_Text segment:_
After two and a half years of a exceptional regime which keeps fundamental rights suspended in El Salvador, President Nayib Bukele is now raising the possibility of waiving this measure that was supposedly temporary and was applied as a security strategy to combat gangs.
The Salvadoran president believes that the achievements made in reducing murders and with the arrest of almost 81,500 people in that period could be maintained in the future without the state of exception, he indicated in an interview for the magazine Time published on Thursday.
“At some point in the near future, in the short term, we hope to be able to remove the state of exception, return to normality within the constitutional framework and be able to maintain the peace that we have achieved with simple judicial activity and normal judicial activity,” Bukele said, leaving open and undefined the date for making that eventual decision.
He mentioned that it could happen “as soon as possible.”
El Salvador has been in a state of emergency since March 27, 2022, which suspends fundamental rights for the population such as the right to be assisted by a lawyer in case of arrest, the right to be informed of the reasons for arrest, or the right to the inviolability of communications or association.

_Source information:_
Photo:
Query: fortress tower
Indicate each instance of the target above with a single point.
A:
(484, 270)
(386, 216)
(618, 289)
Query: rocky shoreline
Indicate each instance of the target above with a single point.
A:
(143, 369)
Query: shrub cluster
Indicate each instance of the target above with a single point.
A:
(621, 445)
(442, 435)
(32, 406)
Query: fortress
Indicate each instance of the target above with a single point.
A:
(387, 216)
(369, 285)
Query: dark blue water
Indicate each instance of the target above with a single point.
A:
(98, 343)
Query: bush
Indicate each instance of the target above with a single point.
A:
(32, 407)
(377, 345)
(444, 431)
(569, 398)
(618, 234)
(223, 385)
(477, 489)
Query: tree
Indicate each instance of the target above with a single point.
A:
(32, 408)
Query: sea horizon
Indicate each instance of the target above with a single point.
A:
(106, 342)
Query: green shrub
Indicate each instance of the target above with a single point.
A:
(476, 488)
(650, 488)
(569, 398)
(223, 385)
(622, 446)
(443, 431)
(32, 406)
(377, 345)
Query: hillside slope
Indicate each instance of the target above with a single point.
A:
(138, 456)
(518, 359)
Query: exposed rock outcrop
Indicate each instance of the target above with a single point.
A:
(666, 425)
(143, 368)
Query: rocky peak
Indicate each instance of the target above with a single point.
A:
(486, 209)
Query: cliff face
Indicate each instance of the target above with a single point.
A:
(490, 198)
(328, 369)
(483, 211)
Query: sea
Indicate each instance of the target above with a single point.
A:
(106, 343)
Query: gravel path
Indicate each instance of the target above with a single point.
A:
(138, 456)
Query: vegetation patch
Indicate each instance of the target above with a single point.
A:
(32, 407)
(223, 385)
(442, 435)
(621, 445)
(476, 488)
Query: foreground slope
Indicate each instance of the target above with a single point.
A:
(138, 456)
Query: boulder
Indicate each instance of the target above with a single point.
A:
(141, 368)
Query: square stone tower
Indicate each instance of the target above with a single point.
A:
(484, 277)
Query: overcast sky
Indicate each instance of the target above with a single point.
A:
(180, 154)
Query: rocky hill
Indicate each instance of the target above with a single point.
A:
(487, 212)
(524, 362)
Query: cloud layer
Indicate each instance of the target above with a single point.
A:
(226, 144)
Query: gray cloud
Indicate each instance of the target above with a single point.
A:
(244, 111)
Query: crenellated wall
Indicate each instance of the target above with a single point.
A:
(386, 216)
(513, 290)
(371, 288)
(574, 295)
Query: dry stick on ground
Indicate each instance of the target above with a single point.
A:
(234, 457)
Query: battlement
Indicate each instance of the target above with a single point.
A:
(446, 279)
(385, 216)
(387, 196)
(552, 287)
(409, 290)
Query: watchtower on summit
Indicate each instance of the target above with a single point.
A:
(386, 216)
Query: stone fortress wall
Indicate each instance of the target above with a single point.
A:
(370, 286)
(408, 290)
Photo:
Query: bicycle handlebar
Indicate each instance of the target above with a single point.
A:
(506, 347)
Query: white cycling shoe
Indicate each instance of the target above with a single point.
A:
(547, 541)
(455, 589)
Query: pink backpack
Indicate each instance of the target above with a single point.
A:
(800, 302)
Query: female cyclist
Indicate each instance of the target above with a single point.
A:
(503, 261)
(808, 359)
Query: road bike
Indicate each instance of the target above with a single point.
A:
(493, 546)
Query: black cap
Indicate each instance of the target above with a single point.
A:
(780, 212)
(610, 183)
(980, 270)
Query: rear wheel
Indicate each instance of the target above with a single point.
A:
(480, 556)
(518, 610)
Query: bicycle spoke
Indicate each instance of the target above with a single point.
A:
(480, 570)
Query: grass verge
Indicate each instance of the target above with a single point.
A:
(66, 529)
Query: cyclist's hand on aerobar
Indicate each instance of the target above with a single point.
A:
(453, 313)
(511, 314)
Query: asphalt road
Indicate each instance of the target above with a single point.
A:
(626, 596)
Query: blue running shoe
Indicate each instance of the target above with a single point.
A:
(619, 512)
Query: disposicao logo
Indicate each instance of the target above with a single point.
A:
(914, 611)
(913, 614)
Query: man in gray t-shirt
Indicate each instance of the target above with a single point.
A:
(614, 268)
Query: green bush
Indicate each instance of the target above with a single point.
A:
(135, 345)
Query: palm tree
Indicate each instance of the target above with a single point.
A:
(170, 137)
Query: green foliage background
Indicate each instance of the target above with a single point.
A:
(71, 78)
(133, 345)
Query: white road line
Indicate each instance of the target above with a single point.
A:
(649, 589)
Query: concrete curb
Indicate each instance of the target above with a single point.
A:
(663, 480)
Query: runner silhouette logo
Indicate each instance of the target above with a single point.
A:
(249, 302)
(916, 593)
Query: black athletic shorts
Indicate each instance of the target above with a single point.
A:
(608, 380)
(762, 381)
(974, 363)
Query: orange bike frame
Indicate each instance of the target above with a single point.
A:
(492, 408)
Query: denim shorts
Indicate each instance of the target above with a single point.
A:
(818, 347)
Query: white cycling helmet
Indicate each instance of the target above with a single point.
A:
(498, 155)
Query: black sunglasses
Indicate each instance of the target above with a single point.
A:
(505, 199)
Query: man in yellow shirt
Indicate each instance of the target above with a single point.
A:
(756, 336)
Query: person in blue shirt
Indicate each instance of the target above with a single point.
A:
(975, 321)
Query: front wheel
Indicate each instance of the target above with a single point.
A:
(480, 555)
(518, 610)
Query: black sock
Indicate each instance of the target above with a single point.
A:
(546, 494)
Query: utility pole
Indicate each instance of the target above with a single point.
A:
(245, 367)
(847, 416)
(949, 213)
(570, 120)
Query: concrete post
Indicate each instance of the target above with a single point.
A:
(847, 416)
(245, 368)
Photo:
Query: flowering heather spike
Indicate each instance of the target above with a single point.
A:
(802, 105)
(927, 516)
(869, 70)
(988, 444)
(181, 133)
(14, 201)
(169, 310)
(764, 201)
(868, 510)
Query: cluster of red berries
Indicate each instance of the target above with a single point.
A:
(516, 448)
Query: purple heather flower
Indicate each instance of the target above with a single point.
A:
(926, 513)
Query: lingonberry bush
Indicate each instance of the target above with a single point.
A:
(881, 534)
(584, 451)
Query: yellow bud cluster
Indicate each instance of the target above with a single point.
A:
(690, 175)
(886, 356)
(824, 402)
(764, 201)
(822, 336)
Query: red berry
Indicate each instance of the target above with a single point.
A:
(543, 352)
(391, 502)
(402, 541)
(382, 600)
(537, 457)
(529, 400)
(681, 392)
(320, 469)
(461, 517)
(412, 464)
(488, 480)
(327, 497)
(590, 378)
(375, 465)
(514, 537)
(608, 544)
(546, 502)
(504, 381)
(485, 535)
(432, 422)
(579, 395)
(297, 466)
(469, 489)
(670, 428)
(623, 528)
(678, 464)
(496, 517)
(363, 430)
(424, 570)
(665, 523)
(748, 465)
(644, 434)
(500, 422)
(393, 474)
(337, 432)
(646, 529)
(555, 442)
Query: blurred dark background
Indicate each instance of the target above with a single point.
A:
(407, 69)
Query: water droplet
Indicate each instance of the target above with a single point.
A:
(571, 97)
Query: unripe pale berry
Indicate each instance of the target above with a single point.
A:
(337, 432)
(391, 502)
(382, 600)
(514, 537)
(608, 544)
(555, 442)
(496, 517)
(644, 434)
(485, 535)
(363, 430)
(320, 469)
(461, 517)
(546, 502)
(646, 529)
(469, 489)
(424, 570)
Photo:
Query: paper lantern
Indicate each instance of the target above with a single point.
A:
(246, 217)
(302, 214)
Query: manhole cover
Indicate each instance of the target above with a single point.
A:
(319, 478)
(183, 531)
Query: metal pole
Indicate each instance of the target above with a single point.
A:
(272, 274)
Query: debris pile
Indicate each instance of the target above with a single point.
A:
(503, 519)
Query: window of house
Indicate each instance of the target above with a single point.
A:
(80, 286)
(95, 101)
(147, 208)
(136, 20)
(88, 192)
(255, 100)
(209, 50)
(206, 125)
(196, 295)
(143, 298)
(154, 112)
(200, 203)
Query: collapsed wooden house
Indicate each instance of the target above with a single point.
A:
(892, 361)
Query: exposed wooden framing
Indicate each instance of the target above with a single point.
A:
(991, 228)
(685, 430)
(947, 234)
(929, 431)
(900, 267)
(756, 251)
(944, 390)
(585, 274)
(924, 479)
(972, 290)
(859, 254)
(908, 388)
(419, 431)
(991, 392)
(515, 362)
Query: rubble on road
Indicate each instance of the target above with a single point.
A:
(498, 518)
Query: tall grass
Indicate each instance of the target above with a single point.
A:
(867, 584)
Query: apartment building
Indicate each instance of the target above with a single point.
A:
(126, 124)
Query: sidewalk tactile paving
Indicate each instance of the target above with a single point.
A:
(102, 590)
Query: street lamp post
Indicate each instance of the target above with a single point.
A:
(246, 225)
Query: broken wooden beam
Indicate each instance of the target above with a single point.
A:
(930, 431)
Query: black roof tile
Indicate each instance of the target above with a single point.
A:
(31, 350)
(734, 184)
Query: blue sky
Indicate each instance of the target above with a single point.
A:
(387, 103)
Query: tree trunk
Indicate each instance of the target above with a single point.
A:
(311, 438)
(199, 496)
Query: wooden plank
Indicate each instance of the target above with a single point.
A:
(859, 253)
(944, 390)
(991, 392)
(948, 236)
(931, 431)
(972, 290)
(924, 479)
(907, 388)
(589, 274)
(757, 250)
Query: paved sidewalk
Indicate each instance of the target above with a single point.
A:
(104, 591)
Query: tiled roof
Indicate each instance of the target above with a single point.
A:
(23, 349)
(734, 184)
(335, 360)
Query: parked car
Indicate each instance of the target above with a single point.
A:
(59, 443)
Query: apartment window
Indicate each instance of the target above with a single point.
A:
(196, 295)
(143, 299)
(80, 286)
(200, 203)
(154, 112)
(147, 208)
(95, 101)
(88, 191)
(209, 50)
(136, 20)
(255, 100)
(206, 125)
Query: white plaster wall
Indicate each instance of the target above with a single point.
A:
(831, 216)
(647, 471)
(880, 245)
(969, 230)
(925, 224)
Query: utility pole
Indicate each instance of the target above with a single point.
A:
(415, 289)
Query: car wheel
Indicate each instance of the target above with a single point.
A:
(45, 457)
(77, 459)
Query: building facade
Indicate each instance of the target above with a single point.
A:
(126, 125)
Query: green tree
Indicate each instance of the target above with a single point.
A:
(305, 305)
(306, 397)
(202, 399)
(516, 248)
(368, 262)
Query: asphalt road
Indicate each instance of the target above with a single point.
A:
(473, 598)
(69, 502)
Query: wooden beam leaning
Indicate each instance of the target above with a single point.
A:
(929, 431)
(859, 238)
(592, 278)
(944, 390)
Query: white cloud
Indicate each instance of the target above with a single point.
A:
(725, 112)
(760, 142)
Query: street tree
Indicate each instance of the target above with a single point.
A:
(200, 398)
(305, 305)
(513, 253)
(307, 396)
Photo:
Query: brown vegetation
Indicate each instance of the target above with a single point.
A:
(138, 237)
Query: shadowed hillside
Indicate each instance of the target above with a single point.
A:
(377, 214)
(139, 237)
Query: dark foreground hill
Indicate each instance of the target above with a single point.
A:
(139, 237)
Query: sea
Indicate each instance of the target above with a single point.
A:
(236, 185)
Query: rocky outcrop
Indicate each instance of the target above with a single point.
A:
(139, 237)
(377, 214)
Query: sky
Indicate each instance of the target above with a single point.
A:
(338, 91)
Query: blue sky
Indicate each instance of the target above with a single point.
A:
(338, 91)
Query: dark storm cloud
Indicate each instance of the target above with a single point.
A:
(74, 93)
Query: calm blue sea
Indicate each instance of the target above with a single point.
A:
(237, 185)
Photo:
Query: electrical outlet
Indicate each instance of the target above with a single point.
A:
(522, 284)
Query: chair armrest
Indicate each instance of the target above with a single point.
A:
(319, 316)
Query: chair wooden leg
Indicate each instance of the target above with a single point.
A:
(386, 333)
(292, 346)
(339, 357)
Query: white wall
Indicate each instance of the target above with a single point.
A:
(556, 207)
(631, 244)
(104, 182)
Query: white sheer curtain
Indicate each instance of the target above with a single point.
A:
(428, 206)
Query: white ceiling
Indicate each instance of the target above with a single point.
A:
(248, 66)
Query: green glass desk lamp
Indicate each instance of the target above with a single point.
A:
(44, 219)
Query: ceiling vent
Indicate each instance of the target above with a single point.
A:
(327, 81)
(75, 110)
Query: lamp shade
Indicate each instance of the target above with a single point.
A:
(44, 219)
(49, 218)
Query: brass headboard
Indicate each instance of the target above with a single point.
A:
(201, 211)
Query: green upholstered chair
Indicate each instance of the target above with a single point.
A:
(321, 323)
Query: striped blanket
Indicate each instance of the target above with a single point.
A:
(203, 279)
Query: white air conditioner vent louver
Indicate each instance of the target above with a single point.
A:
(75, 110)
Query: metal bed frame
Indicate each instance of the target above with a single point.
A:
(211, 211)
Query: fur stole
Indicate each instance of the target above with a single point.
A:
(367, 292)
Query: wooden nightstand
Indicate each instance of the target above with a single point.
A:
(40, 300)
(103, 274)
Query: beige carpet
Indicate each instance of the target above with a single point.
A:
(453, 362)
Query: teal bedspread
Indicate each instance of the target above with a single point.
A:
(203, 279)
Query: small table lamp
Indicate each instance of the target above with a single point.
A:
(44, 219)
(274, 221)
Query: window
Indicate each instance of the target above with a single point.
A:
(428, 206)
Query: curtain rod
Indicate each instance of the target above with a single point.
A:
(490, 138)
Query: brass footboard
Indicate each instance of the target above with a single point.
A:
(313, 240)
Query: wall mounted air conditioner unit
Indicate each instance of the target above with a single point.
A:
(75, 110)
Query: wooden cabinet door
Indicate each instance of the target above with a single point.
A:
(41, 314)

_What is being asked:_
In the article on El Salvador's state of exception, since what date has the country been under a state of emergency?

_Exercise output:_
March 27, 2022